### Document extract

%%

# Wife School



## DeLamar.J (Sep 24, 2004)

I know Im gonna get a ear full from some women around here but hey, its all in good fun.

http://www.kontraband.com/show/show...&DISPLAYORDER=20040816095444&CAT=movies&NSFW=


----------



## DeLamar.J (Sep 24, 2004)

And here is one for the ladies!!

http://www.kontraband.com/show/show...SPLAYORDER=20030605000026&CAT=movies&NSFW=yes

 :xtrmshock  :waah:


----------



## KenpoTex (Sep 25, 2004)

#1...Sounds good to me  :ultracool  (*crawls under desk to hide*)

#2...OUCH!!!


----------



## AaronLucia (Sep 25, 2004)

The second film's girl must have not gone to wife school!


----------



## mj-hi-yah (Sep 25, 2004)

DeLamar.J said:
			
		

> And here is one for the ladies!!


Yeah ok I'll polish your bowling balls alright!   I'm afraid I study Kenpo....one groin strike just won't cut it here! :boxing: :btg: :btg: :btg: :btg: :btg: :btg: :btg: :btg: There, that's _much better_ LOL now be on your way!


----------



## Feisty Mouse (Sep 25, 2004)

"Polish your pepperoni"?!?!?

:erg: :lol: 

The clip proving again that some men cannot distinguish between their wives and their mothers.

And in the second one - he was so clearly wearing a cup.  Pshaw.


----------



## shesulsa (Sep 25, 2004)

Well, I don't know if I'd mind not getting my period anymore, but I'd probaby cut the other classes.

 As for the BTG - NOT HARD ENOUGH! - HE'S STILL BREATHING!!!


----------



## MA-Caver (Sep 25, 2004)

I dunno if I'd stand there with my hands behind my back and just LET the gal kick me... my training wouldn't allow it... HELL, my sense of self-preservation wouldn't allow it!


----------

%%

### Extracted entries

%%

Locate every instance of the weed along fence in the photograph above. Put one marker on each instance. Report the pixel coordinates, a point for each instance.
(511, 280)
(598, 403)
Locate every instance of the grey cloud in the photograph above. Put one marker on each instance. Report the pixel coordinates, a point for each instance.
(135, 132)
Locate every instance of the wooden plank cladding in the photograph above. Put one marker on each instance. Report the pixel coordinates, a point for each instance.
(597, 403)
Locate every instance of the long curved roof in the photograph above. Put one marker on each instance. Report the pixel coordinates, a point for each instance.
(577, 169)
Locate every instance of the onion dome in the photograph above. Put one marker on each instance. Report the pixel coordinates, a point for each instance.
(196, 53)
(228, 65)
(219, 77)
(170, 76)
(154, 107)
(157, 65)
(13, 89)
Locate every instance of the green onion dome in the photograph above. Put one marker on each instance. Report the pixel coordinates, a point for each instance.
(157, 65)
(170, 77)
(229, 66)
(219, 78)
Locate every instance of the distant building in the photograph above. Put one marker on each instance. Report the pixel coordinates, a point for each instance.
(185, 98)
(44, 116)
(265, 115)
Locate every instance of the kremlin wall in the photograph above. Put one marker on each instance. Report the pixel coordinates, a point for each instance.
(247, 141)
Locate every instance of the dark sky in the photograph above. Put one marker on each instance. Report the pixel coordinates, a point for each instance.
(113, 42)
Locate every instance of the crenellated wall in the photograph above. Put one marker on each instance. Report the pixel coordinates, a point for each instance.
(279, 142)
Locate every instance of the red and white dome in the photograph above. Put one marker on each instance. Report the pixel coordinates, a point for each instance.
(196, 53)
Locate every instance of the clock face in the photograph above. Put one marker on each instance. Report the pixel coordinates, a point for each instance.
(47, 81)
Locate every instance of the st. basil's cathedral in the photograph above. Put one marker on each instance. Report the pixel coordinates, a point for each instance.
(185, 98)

%%

### Objectives
a. Based on the Wife School thread, do these statements agree with it? (i) KenpoTex reacted approvingly to the first clip. (ii) Feisty Mouse believed the man in the second clip had no cup on. (iii) MA-Caver says his training would let him stand and take the kick.
b. In the Wife School thread, which martial art does the writer of the post by mj-hi-yah say they study?

### Task-by-task answers
a.
(i) Yes: "#1...Sounds good to me"
(ii) No: "he was so clearly wearing a cup"
(iii) No: "my training wouldn't allow it"

b. Kenpo